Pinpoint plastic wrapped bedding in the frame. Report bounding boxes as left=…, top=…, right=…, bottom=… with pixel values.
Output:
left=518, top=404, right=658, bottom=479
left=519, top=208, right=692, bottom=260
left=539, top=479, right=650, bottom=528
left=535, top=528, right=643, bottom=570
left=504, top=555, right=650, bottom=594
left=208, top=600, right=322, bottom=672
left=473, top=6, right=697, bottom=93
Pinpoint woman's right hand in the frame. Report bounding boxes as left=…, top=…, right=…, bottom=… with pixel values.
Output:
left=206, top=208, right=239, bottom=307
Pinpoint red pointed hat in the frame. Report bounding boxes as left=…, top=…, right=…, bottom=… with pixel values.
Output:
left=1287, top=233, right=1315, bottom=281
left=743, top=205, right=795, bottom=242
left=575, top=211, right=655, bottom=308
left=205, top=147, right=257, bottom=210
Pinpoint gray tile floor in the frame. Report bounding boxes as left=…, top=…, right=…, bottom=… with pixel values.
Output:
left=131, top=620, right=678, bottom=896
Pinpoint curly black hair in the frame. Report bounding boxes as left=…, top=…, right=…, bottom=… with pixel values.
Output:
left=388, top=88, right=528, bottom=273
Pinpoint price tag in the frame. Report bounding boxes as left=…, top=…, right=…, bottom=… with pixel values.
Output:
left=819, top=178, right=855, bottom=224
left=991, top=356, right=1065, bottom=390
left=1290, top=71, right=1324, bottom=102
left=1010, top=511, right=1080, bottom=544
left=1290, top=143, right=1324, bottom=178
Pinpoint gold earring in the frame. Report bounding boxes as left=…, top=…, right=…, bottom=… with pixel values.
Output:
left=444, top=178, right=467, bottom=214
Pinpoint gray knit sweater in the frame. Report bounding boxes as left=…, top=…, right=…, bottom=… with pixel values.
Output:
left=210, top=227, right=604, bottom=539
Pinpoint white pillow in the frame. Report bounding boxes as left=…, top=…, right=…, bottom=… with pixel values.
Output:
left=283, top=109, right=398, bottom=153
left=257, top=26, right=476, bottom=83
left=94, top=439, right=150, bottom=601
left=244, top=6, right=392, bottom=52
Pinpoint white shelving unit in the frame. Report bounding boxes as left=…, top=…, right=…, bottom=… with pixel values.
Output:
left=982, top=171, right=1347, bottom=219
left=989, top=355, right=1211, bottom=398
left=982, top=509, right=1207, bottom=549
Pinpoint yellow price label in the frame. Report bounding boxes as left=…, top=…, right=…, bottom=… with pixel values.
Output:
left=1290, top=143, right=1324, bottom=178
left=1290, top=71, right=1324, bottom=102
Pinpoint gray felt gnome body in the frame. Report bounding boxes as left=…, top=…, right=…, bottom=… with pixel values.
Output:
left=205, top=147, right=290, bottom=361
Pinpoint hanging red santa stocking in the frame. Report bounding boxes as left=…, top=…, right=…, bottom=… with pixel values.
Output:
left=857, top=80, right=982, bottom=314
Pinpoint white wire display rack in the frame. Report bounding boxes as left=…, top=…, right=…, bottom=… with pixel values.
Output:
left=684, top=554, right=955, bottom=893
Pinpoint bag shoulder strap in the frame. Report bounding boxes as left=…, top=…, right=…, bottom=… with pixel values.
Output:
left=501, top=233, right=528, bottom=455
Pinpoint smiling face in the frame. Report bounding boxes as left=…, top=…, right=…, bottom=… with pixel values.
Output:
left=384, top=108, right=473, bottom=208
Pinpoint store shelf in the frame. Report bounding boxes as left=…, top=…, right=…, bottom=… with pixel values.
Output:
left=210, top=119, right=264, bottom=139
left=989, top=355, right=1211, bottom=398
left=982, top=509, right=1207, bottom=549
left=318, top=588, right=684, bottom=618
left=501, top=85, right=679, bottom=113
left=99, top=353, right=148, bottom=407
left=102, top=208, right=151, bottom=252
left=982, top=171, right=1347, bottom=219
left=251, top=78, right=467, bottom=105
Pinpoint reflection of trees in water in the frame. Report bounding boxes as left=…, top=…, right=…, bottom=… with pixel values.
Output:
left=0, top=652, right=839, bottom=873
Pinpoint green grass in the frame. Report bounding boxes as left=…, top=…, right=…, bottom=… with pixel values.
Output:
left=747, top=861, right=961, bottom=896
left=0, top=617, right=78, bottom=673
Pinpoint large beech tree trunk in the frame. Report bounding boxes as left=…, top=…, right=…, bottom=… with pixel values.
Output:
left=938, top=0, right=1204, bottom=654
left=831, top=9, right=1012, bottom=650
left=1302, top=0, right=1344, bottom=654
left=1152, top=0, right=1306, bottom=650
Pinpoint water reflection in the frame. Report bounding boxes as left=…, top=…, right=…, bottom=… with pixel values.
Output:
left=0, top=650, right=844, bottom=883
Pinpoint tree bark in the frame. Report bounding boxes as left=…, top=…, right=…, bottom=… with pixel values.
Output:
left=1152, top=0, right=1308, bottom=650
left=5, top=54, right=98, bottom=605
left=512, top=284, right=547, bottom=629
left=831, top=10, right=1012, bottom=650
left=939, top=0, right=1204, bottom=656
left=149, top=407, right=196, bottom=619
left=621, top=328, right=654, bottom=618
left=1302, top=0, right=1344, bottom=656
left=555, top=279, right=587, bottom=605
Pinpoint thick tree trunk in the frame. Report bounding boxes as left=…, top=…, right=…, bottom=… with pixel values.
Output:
* * * * * * * * *
THE EXERCISE
Lay out every line of the data above as a Markdown table with the columns Row and Line. Number the rows in order and leave out blank lines.

FULL ANSWER
| Row | Line |
|---|---|
| 1 | Pinpoint plastic wrapped bedding in the frame. Report bounding boxes as left=…, top=…, right=…, bottom=… with pixel values. |
| 2 | Output: |
| 3 | left=518, top=404, right=658, bottom=479 |
| 4 | left=519, top=208, right=692, bottom=260 |
| 5 | left=539, top=479, right=650, bottom=528 |
| 6 | left=535, top=528, right=643, bottom=570 |
| 7 | left=504, top=555, right=650, bottom=594 |
| 8 | left=208, top=600, right=322, bottom=672 |
| 9 | left=473, top=6, right=697, bottom=93 |
| 10 | Pinpoint woman's right hand in the frame. Report bounding boxes as left=…, top=…, right=…, bottom=… with pixel values. |
| 11 | Output: |
| 12 | left=206, top=208, right=239, bottom=307 |
| 13 | Pinpoint red pointed hat in the frame. Report bounding boxes as left=…, top=…, right=…, bottom=… with pixel values. |
| 14 | Output: |
| 15 | left=1287, top=233, right=1315, bottom=281 |
| 16 | left=743, top=205, right=795, bottom=242 |
| 17 | left=575, top=211, right=655, bottom=308 |
| 18 | left=205, top=147, right=257, bottom=210 |
| 19 | Pinpoint gray tile floor in the frame. Report bounding boxes as left=…, top=…, right=…, bottom=… with pixel values. |
| 20 | Output: |
| 21 | left=131, top=620, right=678, bottom=896 |
| 22 | Pinpoint curly black hair in the frame. Report bounding boxes as left=…, top=…, right=…, bottom=… with pixel values. |
| 23 | Output: |
| 24 | left=388, top=88, right=528, bottom=273 |
| 25 | Pinpoint price tag in the frame. Report bounding boxes as left=…, top=…, right=…, bottom=… with pixel values. |
| 26 | Output: |
| 27 | left=819, top=178, right=855, bottom=224 |
| 28 | left=991, top=356, right=1065, bottom=390 |
| 29 | left=1290, top=71, right=1324, bottom=102 |
| 30 | left=1010, top=511, right=1080, bottom=544 |
| 31 | left=1290, top=143, right=1324, bottom=178 |
| 32 | Pinpoint gold earring in the frame. Report bounding boxes as left=…, top=…, right=…, bottom=… with pixel values. |
| 33 | Output: |
| 34 | left=444, top=178, right=467, bottom=214 |
| 35 | Pinpoint gray knit sweater in the frame. Report bounding boxes as left=…, top=…, right=…, bottom=… with pixel values. |
| 36 | Output: |
| 37 | left=210, top=227, right=604, bottom=539 |
| 38 | Pinpoint white pillow in the frame. Report bounding boxes as left=…, top=…, right=…, bottom=… with pixel values. |
| 39 | Output: |
| 40 | left=283, top=109, right=398, bottom=153 |
| 41 | left=257, top=26, right=476, bottom=83 |
| 42 | left=94, top=439, right=150, bottom=601 |
| 43 | left=244, top=6, right=392, bottom=52 |
| 44 | Pinpoint white shelving unit in the frame. Report bounding boxes as left=…, top=…, right=…, bottom=… with pixel values. |
| 45 | Output: |
| 46 | left=982, top=171, right=1347, bottom=219 |
| 47 | left=989, top=355, right=1211, bottom=398 |
| 48 | left=982, top=509, right=1207, bottom=549 |
| 49 | Pinpoint yellow price label in the frame. Report bounding boxes as left=…, top=…, right=…, bottom=… with pixel values. |
| 50 | Output: |
| 51 | left=1290, top=143, right=1324, bottom=178 |
| 52 | left=1290, top=71, right=1324, bottom=102 |
| 53 | Pinpoint gray felt gnome body in the frame. Report bounding boxes as left=…, top=…, right=…, bottom=… with pixel values. |
| 54 | Output: |
| 55 | left=205, top=147, right=290, bottom=361 |
| 56 | Pinpoint hanging red santa stocking in the frame. Report bounding boxes as left=…, top=…, right=…, bottom=… with pixel values. |
| 57 | Output: |
| 58 | left=857, top=80, right=982, bottom=314 |
| 59 | Pinpoint white wire display rack in the frame. Report bounding boxes as left=…, top=…, right=…, bottom=… with pixel values. |
| 60 | Output: |
| 61 | left=684, top=554, right=955, bottom=893 |
| 62 | Pinpoint bag shoulder strap in the frame. Report bounding boxes as left=…, top=…, right=…, bottom=… with pixel values. |
| 63 | Output: |
| 64 | left=501, top=233, right=528, bottom=455 |
| 65 | Pinpoint smiling face in the frame. Report bounding boxes as left=…, top=…, right=…, bottom=… with pixel values. |
| 66 | Output: |
| 67 | left=384, top=108, right=473, bottom=208 |
| 68 | Pinpoint store shelf in the frame. Report bounding boxes as left=…, top=…, right=…, bottom=… with pixel values. |
| 69 | Output: |
| 70 | left=210, top=119, right=264, bottom=139 |
| 71 | left=989, top=355, right=1211, bottom=398 |
| 72 | left=982, top=509, right=1207, bottom=549 |
| 73 | left=318, top=588, right=684, bottom=618 |
| 74 | left=501, top=85, right=679, bottom=113 |
| 75 | left=99, top=353, right=148, bottom=407 |
| 76 | left=102, top=208, right=151, bottom=252 |
| 77 | left=982, top=171, right=1347, bottom=219 |
| 78 | left=251, top=78, right=467, bottom=105 |
| 79 | Pinpoint reflection of trees in water in the frame. Report bounding boxes as left=…, top=…, right=…, bottom=… with pixel values. |
| 80 | Output: |
| 81 | left=0, top=652, right=839, bottom=873 |
| 82 | Pinpoint green grass in the frame. Report bounding boxes as left=…, top=…, right=…, bottom=… with pixel values. |
| 83 | Output: |
| 84 | left=747, top=861, right=961, bottom=896 |
| 85 | left=0, top=617, right=78, bottom=673 |
| 86 | Pinpoint large beech tree trunk in the frame. Report bounding boxes as left=…, top=…, right=…, bottom=… with pixel values. |
| 87 | Output: |
| 88 | left=938, top=0, right=1204, bottom=654 |
| 89 | left=831, top=9, right=1012, bottom=650 |
| 90 | left=1302, top=0, right=1344, bottom=654 |
| 91 | left=1152, top=0, right=1306, bottom=650 |
| 92 | Pinpoint water reflection in the frame. Report bounding boxes as left=…, top=…, right=…, bottom=… with pixel values. |
| 93 | Output: |
| 94 | left=0, top=650, right=844, bottom=883 |
| 95 | Pinpoint tree bark in the frame. Report bounding boxes as left=…, top=…, right=…, bottom=… with pixel values. |
| 96 | Output: |
| 97 | left=1152, top=0, right=1308, bottom=650 |
| 98 | left=5, top=54, right=98, bottom=605 |
| 99 | left=512, top=284, right=547, bottom=629 |
| 100 | left=831, top=10, right=1012, bottom=650 |
| 101 | left=939, top=0, right=1204, bottom=656 |
| 102 | left=149, top=407, right=196, bottom=619 |
| 103 | left=621, top=328, right=654, bottom=618 |
| 104 | left=1302, top=0, right=1344, bottom=656 |
| 105 | left=555, top=279, right=587, bottom=605 |
| 106 | Pinpoint thick tree trunk in the frame. Report bounding boxes as left=…, top=…, right=…, bottom=… with pixel values. |
| 107 | Output: |